Quote the whole listing word for word, please.

====== RECORDED INFORMATION

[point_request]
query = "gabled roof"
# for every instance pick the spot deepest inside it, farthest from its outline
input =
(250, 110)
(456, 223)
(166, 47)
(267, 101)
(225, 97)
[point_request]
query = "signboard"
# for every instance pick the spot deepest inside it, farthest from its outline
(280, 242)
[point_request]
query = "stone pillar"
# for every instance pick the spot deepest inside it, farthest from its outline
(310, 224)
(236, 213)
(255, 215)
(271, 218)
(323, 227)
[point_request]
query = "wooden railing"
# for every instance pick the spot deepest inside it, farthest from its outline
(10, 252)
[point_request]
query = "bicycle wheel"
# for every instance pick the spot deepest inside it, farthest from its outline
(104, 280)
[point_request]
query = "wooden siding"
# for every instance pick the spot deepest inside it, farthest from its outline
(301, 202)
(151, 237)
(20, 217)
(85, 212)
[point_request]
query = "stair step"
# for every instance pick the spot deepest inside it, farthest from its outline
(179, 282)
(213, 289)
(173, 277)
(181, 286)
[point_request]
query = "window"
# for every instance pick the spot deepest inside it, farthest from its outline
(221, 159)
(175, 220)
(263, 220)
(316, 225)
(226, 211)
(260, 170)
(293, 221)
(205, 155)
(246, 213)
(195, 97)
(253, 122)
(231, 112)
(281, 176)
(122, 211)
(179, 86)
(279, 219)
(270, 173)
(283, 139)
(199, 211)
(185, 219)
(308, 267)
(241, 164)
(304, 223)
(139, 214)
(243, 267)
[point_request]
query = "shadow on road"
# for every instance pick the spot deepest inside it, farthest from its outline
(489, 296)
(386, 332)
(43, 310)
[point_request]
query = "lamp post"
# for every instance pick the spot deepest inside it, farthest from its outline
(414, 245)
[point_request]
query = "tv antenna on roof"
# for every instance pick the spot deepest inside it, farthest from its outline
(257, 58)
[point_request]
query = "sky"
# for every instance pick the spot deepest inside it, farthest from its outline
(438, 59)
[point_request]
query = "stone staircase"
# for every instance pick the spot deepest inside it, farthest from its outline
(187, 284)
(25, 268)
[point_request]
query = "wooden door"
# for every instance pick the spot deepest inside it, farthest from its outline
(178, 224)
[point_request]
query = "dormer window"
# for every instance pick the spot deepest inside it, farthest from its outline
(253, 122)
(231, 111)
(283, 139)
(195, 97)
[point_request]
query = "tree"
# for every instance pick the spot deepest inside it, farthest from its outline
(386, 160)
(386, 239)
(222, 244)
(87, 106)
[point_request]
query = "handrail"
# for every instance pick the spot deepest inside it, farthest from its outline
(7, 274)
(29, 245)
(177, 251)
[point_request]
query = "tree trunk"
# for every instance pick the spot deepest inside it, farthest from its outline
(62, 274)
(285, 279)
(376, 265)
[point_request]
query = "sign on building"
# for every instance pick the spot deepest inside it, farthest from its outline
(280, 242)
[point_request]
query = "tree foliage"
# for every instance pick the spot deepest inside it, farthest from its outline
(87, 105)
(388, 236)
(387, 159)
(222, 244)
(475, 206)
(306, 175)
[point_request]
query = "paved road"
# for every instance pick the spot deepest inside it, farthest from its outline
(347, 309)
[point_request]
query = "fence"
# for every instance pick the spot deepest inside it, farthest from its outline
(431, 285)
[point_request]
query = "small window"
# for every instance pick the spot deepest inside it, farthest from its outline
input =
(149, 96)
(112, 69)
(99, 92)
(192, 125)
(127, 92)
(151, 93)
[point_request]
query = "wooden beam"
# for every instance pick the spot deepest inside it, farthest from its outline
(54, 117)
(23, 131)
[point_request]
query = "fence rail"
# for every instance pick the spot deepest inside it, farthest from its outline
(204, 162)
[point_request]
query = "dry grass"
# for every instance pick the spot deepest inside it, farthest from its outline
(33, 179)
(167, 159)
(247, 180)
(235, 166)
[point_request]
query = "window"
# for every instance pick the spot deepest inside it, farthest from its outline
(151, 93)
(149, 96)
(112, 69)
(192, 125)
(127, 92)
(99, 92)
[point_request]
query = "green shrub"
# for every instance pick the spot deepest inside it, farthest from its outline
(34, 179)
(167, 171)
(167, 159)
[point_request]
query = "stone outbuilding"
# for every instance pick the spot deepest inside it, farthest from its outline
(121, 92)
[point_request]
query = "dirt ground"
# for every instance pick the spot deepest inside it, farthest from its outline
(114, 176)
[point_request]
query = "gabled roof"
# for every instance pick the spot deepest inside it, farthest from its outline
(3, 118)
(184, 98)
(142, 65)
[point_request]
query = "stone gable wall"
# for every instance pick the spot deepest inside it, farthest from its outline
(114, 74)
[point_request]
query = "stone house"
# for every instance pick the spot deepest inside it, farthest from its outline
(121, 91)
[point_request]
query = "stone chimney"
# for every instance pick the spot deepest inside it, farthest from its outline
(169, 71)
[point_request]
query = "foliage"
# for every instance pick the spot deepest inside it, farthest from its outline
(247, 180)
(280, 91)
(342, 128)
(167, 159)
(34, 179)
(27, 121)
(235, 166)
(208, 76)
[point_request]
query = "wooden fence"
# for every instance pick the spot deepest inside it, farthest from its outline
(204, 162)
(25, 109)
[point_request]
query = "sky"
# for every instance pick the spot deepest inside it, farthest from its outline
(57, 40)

============

EXERCISE RESPONSE:
[point_request]
query = "gabled roof"
# for every instance pick the spot deepest inside it, farthest from its outline
input =
(250, 110)
(456, 223)
(166, 47)
(267, 101)
(225, 97)
[point_request]
query = "signboard"
# for every instance pick the spot deepest inside it, farthest from its outline
(280, 242)
[point_request]
query = "stone pillar"
# for every instance pick the spot deepest inside it, farthest from its outline
(310, 224)
(236, 213)
(255, 215)
(271, 218)
(323, 227)
[point_request]
query = "wooden railing"
# for every instance pick the spot deepest inside it, farthest from its outline
(10, 252)
[point_request]
query = "bicycle wheel"
# for every instance pick the spot deepest inside it, farthest from its outline
(104, 280)
[point_request]
query = "wooden siding"
# for every instance pick the spot deepest inside it, farthest from its outline
(301, 202)
(151, 237)
(20, 217)
(85, 212)
[point_request]
query = "stair step"
# for every instance pick the spot deepest inside it, farthest from its outline
(179, 282)
(213, 289)
(173, 277)
(181, 286)
[point_request]
query = "window"
# for every instance pick the spot deepest inside it, farthest from its outline
(221, 159)
(175, 220)
(263, 220)
(316, 225)
(226, 211)
(260, 170)
(293, 221)
(205, 155)
(246, 213)
(195, 97)
(253, 122)
(231, 112)
(281, 176)
(122, 211)
(179, 86)
(279, 219)
(270, 173)
(283, 139)
(199, 211)
(185, 219)
(308, 267)
(241, 164)
(304, 223)
(139, 214)
(243, 267)
[point_request]
query = "shadow on road"
# for every instance pick the spot deepest inside it, farthest from its outline
(489, 296)
(386, 332)
(43, 310)
[point_request]
query = "lamp post"
# for every instance pick the spot deepest inside it, farthest from its outline
(414, 245)
[point_request]
query = "tv antenna on roof"
# for every instance pick the spot deepest inside it, farthest from its outline
(257, 58)
[point_request]
query = "sky"
# for every instance pick the spot deepest inside it, farthest from its outline
(438, 59)
[point_request]
query = "stone staircase"
# for every instance pick the spot deepest inside it, farthest from its outline
(187, 284)
(25, 268)
[point_request]
query = "wooden door"
# for every instance pick the spot deepest inside it, farthest from its outline
(178, 224)
[point_request]
query = "dormer window"
# for every instance pick the spot deepest inside it, farthest from its outline
(253, 122)
(231, 111)
(283, 139)
(195, 97)
[point_request]
query = "tree"
# for every instance pick the spot deepest inside it, farthest from its outline
(386, 160)
(386, 239)
(222, 244)
(87, 106)
[point_request]
query = "handrail"
# for every instance pick the spot deepest inside it, farthest from its outline
(7, 274)
(29, 245)
(177, 251)
[point_request]
query = "tree trunk"
# for every instance pick the spot deepest inside it, farthest from its outline
(62, 274)
(285, 279)
(376, 265)
[point_request]
query = "sign on building"
# for every instance pick the spot deepest inside it, farthest from its outline
(280, 242)
[point_request]
query = "tree foliage"
# for every instance pick the spot deepest inside it, farthest from its outline
(87, 105)
(388, 236)
(387, 159)
(222, 244)
(475, 206)
(306, 175)
[point_request]
query = "paved road"
# for every instance pick the spot deepest inside it, farthest from its outline
(347, 309)
[point_request]
query = "fence"
# for every instance pick the spot deepest inside it, farthest from its outline
(431, 285)
[point_request]
query = "small window"
# for every instance pick the spot deepest inside it, farthest from its outline
input =
(149, 96)
(112, 69)
(99, 92)
(192, 125)
(127, 92)
(151, 93)
[point_request]
query = "wooden beam"
# for every instance pick the spot deepest inside it, farthest from its outline
(54, 117)
(23, 131)
[point_request]
query = "fence rail"
# for every instance pick the spot deepest inside it, farthest from its outline
(204, 162)
[point_request]
query = "dry grass"
# for every instance pick the spot deepest inside it, farthest from its outline
(33, 179)
(167, 159)
(247, 180)
(235, 166)
[point_request]
query = "window"
# for every instance pick the spot deepest inside it, farthest from its outline
(151, 93)
(149, 96)
(112, 69)
(192, 125)
(127, 92)
(99, 92)
[point_request]
query = "green shrub"
# for every instance pick the spot deepest inside it, farthest from its outline
(34, 179)
(167, 171)
(167, 159)
[point_request]
query = "stone outbuilding"
# for every instance pick the spot deepest inside it, farthest from its outline
(121, 92)
[point_request]
query = "dirt ground"
# for every instance pick the spot deepest inside it, farthest from its outline
(114, 176)
[point_request]
query = "gabled roof"
# for every instance pick the spot deepest inside it, farthest from its outline
(3, 118)
(184, 98)
(142, 65)
[point_request]
query = "stone gable wall"
# for every instance pick the spot deepest inside it, farthest from its outline
(114, 74)
[point_request]
query = "stone house"
# for every instance pick the spot deepest inside it, farthest from its outline
(121, 91)
[point_request]
query = "stone chimney"
# for every instance pick the spot deepest inside it, farthest from its outline
(169, 71)
[point_request]
query = "foliage"
# for every instance pick the spot deepest inside it, farthest from its outline
(247, 180)
(280, 91)
(342, 128)
(167, 159)
(34, 179)
(27, 121)
(235, 166)
(208, 76)
[point_request]
query = "wooden fence"
# for every instance pick the spot deepest inside it, farthest from its outline
(204, 162)
(25, 109)
[point_request]
query = "sky"
# for every instance pick the spot deepest inside it, farthest from its outline
(57, 40)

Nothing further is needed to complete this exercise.